** Data for this exercise **
-- -- --

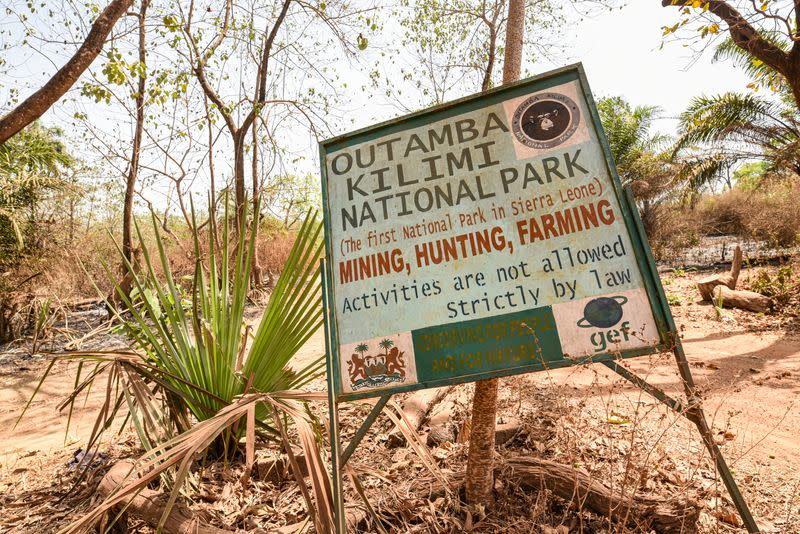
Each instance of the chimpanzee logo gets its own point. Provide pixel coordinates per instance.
(545, 120)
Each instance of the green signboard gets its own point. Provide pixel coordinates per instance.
(485, 237)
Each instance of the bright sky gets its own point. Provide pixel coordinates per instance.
(620, 52)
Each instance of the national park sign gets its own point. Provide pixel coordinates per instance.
(486, 237)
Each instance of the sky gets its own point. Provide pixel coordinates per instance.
(621, 51)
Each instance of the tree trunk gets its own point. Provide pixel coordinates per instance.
(480, 459)
(35, 105)
(256, 272)
(130, 186)
(238, 176)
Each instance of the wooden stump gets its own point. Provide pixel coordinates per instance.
(745, 300)
(706, 285)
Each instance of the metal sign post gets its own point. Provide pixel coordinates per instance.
(487, 237)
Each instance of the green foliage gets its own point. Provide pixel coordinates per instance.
(637, 152)
(781, 287)
(32, 163)
(762, 75)
(195, 355)
(750, 176)
(745, 126)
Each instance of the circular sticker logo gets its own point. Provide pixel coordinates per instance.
(602, 312)
(545, 120)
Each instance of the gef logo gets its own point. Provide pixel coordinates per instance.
(604, 313)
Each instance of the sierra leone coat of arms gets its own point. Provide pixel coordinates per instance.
(368, 369)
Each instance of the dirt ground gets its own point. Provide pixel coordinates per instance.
(747, 367)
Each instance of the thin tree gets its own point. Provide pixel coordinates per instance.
(35, 105)
(238, 132)
(480, 459)
(133, 169)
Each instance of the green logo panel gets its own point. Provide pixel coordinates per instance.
(479, 346)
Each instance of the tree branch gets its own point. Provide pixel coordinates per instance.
(744, 35)
(35, 105)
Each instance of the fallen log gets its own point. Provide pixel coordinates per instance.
(149, 505)
(643, 511)
(678, 514)
(706, 285)
(416, 408)
(739, 298)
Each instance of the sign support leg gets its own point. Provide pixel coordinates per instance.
(693, 411)
(365, 426)
(695, 414)
(333, 420)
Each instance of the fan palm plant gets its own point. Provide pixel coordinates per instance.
(192, 353)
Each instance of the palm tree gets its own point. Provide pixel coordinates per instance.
(745, 126)
(648, 161)
(386, 344)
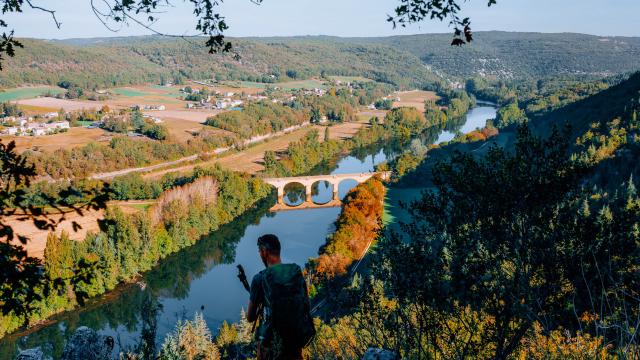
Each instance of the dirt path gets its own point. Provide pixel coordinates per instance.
(151, 168)
(249, 160)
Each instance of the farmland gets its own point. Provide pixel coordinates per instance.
(28, 92)
(414, 98)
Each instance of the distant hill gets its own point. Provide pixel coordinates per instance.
(515, 55)
(406, 61)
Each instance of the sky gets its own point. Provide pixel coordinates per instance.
(340, 18)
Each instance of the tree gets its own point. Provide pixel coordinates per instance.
(499, 235)
(211, 23)
(21, 277)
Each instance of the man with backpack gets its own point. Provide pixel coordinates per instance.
(278, 296)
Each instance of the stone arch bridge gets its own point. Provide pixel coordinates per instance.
(308, 181)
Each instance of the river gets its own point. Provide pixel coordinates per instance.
(203, 279)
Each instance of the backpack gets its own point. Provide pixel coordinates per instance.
(285, 294)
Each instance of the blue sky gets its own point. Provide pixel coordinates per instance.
(344, 18)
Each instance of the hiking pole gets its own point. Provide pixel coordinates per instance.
(243, 278)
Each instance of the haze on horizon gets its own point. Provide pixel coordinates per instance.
(353, 18)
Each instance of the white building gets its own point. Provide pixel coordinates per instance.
(11, 130)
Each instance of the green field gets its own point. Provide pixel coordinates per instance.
(128, 92)
(85, 122)
(28, 92)
(350, 78)
(289, 85)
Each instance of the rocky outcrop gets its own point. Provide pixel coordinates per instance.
(88, 344)
(380, 354)
(84, 344)
(32, 354)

-- -- --

** Aim **
Write out again the part of the entries above that opens with the line containing "Each instance of the rocky" and runs through the last line of the entries. Include both the first and last lines.

** Result below **
Each instance of the rocky outcrop gets its own point. Provide pixel coordinates per instance.
(88, 344)
(380, 354)
(84, 344)
(32, 354)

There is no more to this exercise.